De plus, comment financer un projet de bunkers pour tous les Français avec l’immense dette publique du pays ? Et surtout, sur quels terrains ?

Karim Boukarabila relève "une augmentation des demandes, sachant que peu se transforment en commandes. Les gens s’interrogent sur l'avenir, se renseignent pour préserver leurs familles… des freins psychologiques persistent, comme celui du jugement par les proches”, détaille-t-il. 

Une autre analyse de la société Artemis Protection, spécialisée depuis 2020 dans la construction d’abris antiatomiques préfabriqués, met l'accent sur des demandes rythmées par les allocutions présidentielles. 

“Les abris antiatomiques français ne résistent pas à la Tsar Bomba” 

“À nos débuts, nous n’avions quasiment aucune demande, le but étant de proposer des solutions face à un incident nucléaire, qui demeure peu probable”, explique le représentant d’Artemis. “Depuis la guerre en Ukraine, on est passé de 40 demandes par semaine à 40 demandes par jour”, un nombre qui varie avec les allocutions d’Emmanuel Macron.

“L’inquiétude ne réside plus forcément dans la bombe nucléaire, mais dans les cyberattaques, les attaques sur les infrastructures énergétiques, l’empoisonnement d’une population... La guerre nucléaire ne couvre qu’une partie de ces inquiétudes.” 

Chez Artemis Protection, “nous avons l'impression que le débat sur la protection nucléaire est inaudible en France”, et rappelle que “les abris antiatomiques français ne résistent pas à la Tsar Bomba, la bombe russe." Alors, pourquoi ne pas rattraper ce terrible retard ?

Pour une question de rentabilité, selon la société Artemis, pour qui la France ne pourrait pas se lancer dans un plan de construction. "Proposer un parapluie européen rapporte bien plus d’argent : le plan de défense à 800 milliards de l’Europe est d’ailleurs plus un plan d’armement que de défense civile”, estiment-ils.  

De son côté, le SGDSN, le Secrétariat général de la Défense et de la Sécurité nationale, s’est fendu d’un sobre communiqué à notre demande d’interview. Il a rappelé que “s'agissant de la dissuasion nucléaire, un travail de révision de l'ensemble de la stratégie nationale est en cours. Il confirmera le rôle central de la dissuasion nucléaire dans la stratégie nationale.”

TÂCHE A =
Restituez tel quel le passage de l'article sur les abris antiatomiques qui commence par les mots contenant « Karim Boukarabila relève » et se termine par « allocutions d’Emmanuel Macron. ».
TÂCHE B =
Résumez en deux phrases l'extrait sur les abris antiatomiques.

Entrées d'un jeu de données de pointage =
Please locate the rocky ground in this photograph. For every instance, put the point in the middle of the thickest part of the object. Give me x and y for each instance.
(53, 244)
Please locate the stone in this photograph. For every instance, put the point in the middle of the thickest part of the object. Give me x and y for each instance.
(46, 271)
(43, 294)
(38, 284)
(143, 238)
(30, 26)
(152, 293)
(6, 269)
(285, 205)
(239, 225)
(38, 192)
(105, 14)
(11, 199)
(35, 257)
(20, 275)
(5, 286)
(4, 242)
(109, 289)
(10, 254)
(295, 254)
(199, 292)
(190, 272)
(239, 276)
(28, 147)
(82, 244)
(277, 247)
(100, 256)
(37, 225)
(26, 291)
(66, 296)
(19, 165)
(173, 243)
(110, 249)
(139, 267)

RÉPONSE RÉDIGÉE A =
Karim Boukarabila relève "une augmentation des demandes, sachant que peu se transforment en commandes. Les gens s’interrogent sur l'avenir, se renseignent pour préserver leurs familles… des freins psychologiques persistent, comme celui du jugement par les proches”, détaille-t-il. 

Une autre analyse de la société Artemis Protection, spécialisée depuis 2020 dans la construction d’abris antiatomiques préfabriqués, met l'accent sur des demandes rythmées par les allocutions présidentielles. 

“Les abris antiatomiques français ne résistent pas à la Tsar Bomba” 

“À nos débuts, nous n’avions quasiment aucune demande, le but étant de proposer des solutions face à un incident nucléaire, qui demeure peu probable”, explique le représentant d’Artemis. “Depuis la guerre en Ukraine, on est passé de 40 demandes par semaine à 40 demandes par jour”, un nombre qui varie avec les allocutions d’Emmanuel Macron.

RÉPONSE RÉDIGÉE B =
Karim Boukarabila relève une augmentation des demandes, dont peu se transforment en commandes, et Artemis Protection dit être passée de 40 demandes par semaine à 40 par jour depuis la guerre en Ukraine. Selon Artemis, les abris français ne résistent pas à la Tsar Bomba et la France ne pourrait pas lancer de plan de construction pour des raisons de rentabilité, tandis que le SGDSN indique qu'une révision de la stratégie nationale est en cours.